GIVEN REQUEST – Reproduce each of the following records word for word, with nothing added, dropped, or changed.

LISTED ENTRIES –
# # #
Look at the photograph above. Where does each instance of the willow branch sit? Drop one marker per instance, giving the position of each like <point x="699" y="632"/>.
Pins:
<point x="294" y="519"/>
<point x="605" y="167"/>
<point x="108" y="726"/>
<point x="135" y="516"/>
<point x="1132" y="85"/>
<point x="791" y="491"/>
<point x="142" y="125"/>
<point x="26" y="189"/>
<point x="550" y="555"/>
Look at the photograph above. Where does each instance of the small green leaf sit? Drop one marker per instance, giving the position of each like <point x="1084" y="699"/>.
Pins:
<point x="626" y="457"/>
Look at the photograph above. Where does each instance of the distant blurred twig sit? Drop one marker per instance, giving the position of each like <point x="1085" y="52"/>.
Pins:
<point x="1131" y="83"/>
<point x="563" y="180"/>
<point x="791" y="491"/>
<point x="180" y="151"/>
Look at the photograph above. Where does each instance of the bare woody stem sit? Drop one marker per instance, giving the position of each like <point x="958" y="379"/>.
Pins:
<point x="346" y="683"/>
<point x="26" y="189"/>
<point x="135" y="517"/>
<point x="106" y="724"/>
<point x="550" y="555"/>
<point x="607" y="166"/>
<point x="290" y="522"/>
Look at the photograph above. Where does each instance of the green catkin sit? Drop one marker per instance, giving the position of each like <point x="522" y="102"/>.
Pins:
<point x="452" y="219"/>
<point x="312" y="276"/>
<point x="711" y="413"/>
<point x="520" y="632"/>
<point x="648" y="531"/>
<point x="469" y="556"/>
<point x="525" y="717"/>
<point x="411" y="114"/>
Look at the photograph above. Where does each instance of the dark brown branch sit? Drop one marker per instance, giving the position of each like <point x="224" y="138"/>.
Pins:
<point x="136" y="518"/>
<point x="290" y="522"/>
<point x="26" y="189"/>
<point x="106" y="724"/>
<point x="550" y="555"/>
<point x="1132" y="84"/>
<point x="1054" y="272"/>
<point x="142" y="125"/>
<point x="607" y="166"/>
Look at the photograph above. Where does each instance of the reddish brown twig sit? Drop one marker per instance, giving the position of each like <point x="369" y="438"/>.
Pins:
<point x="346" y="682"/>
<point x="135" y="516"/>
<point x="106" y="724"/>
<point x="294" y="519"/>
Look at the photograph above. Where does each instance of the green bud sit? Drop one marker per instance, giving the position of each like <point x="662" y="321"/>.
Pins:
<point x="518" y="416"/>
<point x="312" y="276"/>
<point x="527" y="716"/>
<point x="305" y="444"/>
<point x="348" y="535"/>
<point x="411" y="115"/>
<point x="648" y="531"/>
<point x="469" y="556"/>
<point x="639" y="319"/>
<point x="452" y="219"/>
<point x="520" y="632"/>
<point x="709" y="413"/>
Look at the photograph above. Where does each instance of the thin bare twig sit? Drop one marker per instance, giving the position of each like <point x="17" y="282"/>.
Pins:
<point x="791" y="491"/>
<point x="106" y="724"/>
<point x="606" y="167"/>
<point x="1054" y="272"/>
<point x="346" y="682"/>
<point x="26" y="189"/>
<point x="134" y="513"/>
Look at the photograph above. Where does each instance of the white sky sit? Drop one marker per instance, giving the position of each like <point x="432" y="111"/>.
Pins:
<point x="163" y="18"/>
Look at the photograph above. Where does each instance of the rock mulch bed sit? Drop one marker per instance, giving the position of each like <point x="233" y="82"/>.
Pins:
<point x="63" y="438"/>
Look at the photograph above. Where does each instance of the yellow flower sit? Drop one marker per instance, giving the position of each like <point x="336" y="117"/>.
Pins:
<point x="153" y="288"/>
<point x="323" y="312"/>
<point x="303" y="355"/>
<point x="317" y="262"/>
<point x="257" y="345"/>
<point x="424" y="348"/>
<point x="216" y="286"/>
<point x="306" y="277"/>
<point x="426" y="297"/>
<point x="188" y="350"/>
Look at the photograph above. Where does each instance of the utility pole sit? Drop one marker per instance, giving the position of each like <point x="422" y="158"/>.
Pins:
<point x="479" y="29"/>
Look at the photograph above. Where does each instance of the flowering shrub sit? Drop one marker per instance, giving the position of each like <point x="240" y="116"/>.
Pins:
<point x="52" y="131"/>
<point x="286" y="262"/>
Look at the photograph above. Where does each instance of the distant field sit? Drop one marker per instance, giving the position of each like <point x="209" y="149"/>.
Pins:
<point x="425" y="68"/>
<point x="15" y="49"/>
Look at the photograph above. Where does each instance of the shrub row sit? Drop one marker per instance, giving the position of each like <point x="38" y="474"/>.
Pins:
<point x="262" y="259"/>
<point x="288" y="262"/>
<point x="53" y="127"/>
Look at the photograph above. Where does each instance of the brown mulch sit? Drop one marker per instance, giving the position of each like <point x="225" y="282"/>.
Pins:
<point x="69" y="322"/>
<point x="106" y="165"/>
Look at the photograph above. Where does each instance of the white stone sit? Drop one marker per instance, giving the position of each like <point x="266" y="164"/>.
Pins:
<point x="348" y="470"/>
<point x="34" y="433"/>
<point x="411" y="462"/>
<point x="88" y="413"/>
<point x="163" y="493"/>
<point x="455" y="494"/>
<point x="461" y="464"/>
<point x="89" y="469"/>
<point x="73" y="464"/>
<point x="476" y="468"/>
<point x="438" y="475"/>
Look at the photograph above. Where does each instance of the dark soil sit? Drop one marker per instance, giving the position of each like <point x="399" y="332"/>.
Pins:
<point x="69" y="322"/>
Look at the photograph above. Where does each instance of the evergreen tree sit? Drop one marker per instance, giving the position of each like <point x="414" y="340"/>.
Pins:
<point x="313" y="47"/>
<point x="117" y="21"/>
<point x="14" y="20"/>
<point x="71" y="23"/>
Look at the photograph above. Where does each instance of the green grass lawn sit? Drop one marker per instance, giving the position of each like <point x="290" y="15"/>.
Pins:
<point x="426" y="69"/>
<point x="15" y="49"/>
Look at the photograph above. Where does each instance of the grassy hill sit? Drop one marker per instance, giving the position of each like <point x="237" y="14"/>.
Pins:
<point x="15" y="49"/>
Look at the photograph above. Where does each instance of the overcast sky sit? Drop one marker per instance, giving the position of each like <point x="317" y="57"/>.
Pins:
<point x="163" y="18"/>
# # #
TASK OUTPUT –
Look at the photograph above. Where does each instance of the willow branch sit? Drop one marker per instance, giving the position of each like <point x="699" y="632"/>.
Pins:
<point x="294" y="519"/>
<point x="605" y="167"/>
<point x="108" y="726"/>
<point x="135" y="516"/>
<point x="1132" y="85"/>
<point x="791" y="491"/>
<point x="142" y="125"/>
<point x="26" y="189"/>
<point x="550" y="555"/>
Look at the photograph above. Where does each instance of the small green leaf sit? Drop one marker per instance, giving the position of each like <point x="1084" y="699"/>.
Pins:
<point x="626" y="457"/>
Look at the photograph above. Where does each instance of the distant blurred twig sit? Drop one marker per instance, giving the position of each like <point x="1085" y="52"/>.
Pins:
<point x="1131" y="83"/>
<point x="563" y="180"/>
<point x="791" y="491"/>
<point x="180" y="151"/>
Look at the photograph above. Where does each instance of the bare woody stem sit? Drop one marker per instance, giving the position of each like <point x="958" y="379"/>.
Pins:
<point x="346" y="683"/>
<point x="26" y="189"/>
<point x="135" y="517"/>
<point x="106" y="724"/>
<point x="550" y="555"/>
<point x="607" y="166"/>
<point x="290" y="522"/>
Look at the photograph above. Where does each instance of the green catkin sit? Drop one marker per instance, giving the position of each like <point x="522" y="102"/>.
Pins:
<point x="452" y="219"/>
<point x="312" y="276"/>
<point x="711" y="413"/>
<point x="520" y="632"/>
<point x="648" y="531"/>
<point x="469" y="556"/>
<point x="525" y="717"/>
<point x="411" y="114"/>
Look at the photograph above. Where does each instance of the dark brown branch sit? Drop one marker per instance, giving the position of each like <point x="224" y="138"/>.
Pins:
<point x="136" y="518"/>
<point x="290" y="522"/>
<point x="26" y="189"/>
<point x="106" y="724"/>
<point x="550" y="555"/>
<point x="1132" y="84"/>
<point x="1054" y="272"/>
<point x="142" y="125"/>
<point x="607" y="166"/>
Look at the photograph above. Where does each instance of the reddish brown twig sit? Drop one marker per instance, giving the position of each like <point x="369" y="438"/>.
Pins:
<point x="346" y="682"/>
<point x="135" y="516"/>
<point x="106" y="724"/>
<point x="294" y="519"/>
Look at the photograph above. Where does each instance of the green bud sit? Drop one marker per instance, giving the position of each like <point x="662" y="321"/>.
Pins:
<point x="518" y="416"/>
<point x="312" y="276"/>
<point x="527" y="716"/>
<point x="305" y="444"/>
<point x="348" y="535"/>
<point x="411" y="115"/>
<point x="648" y="531"/>
<point x="469" y="556"/>
<point x="639" y="319"/>
<point x="452" y="219"/>
<point x="520" y="632"/>
<point x="709" y="413"/>
Look at the photograph above. Where does each instance of the thin bare twig sit? Drop one marker per instance, giving the position of each like <point x="17" y="282"/>.
Pins:
<point x="791" y="491"/>
<point x="106" y="724"/>
<point x="606" y="167"/>
<point x="1054" y="272"/>
<point x="346" y="682"/>
<point x="26" y="189"/>
<point x="134" y="513"/>
Look at the photograph above. Where does each instance of the white sky sit? Drop one marker per instance, giving the position of each like <point x="432" y="111"/>.
Pins:
<point x="163" y="18"/>
Look at the photograph above. Where does each instance of the rock mulch bed sit? Drop one marker per instance, giving the position of each like <point x="233" y="82"/>.
Pins:
<point x="63" y="438"/>
Look at the photograph above. Where does each instance of the yellow flower sit? Drop one marker per instance, giving the position of each like <point x="336" y="117"/>.
Pins:
<point x="153" y="288"/>
<point x="323" y="312"/>
<point x="303" y="355"/>
<point x="317" y="262"/>
<point x="257" y="345"/>
<point x="424" y="348"/>
<point x="216" y="286"/>
<point x="306" y="277"/>
<point x="426" y="297"/>
<point x="188" y="350"/>
Look at the photograph above. Where does each instance of the utility pole sit? Drop one marker per instance, giving the position of each like <point x="422" y="158"/>.
Pins:
<point x="479" y="29"/>
Look at the photograph above. Where does each instance of the flowering shrub sit? Drop one marker per instance, giving the position of each like <point x="240" y="116"/>.
Pins:
<point x="52" y="131"/>
<point x="286" y="262"/>
Look at the photograph above. Where does each instance of the distant field sit? Drop one marker per instance, giving the position of each like <point x="209" y="149"/>.
Pins:
<point x="425" y="68"/>
<point x="15" y="49"/>
Look at the photograph above. Where does each instance of the shrub row sit? Drop one marker per instance, giving the position of each like <point x="38" y="474"/>.
Pins:
<point x="262" y="259"/>
<point x="288" y="262"/>
<point x="53" y="127"/>
Look at the photograph above. Where does each instance of the brown mulch sit? Drop one marker per instance, giving the position of each like <point x="225" y="282"/>.
Pins:
<point x="69" y="322"/>
<point x="106" y="165"/>
Look at the photograph above. Where does each instance of the white stone sit? Drop one marker per instance, giving the position of each like <point x="266" y="164"/>.
Pins:
<point x="348" y="470"/>
<point x="34" y="433"/>
<point x="411" y="462"/>
<point x="88" y="413"/>
<point x="163" y="493"/>
<point x="455" y="494"/>
<point x="461" y="464"/>
<point x="89" y="469"/>
<point x="73" y="464"/>
<point x="476" y="468"/>
<point x="438" y="475"/>
Look at the photograph above. Where does each instance of the dark soil sit? Drop one marker per instance, giving the position of each like <point x="399" y="332"/>.
Pins:
<point x="69" y="322"/>
Look at the photograph above. Where does each instance of the evergreen tree sit? Drop one marker per instance, giving the position of each like <point x="414" y="340"/>.
Pins:
<point x="313" y="47"/>
<point x="117" y="21"/>
<point x="14" y="20"/>
<point x="71" y="23"/>
Look at the photograph above. Where does each instance of the green grass lawn sit? Drop one marker per instance, giving the position of each like <point x="290" y="15"/>.
Pins:
<point x="426" y="69"/>
<point x="15" y="49"/>
Look at the photograph above. Where does each instance of the grassy hill sit? Drop one marker per instance, giving the position of each like <point x="237" y="14"/>.
Pins:
<point x="15" y="49"/>
Look at the photograph above. Where does each instance of the overcast sky sit? Drop one marker per instance, giving the position of each like <point x="317" y="57"/>.
Pins:
<point x="163" y="18"/>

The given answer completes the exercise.